**MATERIAL FOR THIS EXERCISE**

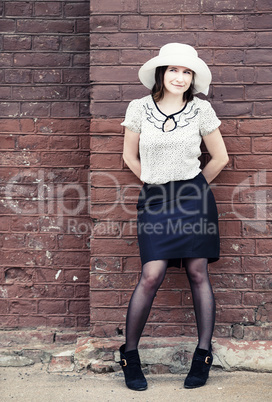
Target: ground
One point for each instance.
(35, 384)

--

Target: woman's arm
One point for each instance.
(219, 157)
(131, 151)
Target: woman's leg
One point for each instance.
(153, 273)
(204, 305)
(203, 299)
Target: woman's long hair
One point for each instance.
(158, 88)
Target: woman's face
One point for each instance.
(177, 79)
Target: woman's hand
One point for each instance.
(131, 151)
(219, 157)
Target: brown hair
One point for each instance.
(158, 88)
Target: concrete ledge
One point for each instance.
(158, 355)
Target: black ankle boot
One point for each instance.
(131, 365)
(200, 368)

**PROBLEM REQUIREMENTS**
Wherever "hair" turns up in the records, copy the whole line.

**EXERCISE RESPONSE**
Target: woman's long hair
Target: brown hair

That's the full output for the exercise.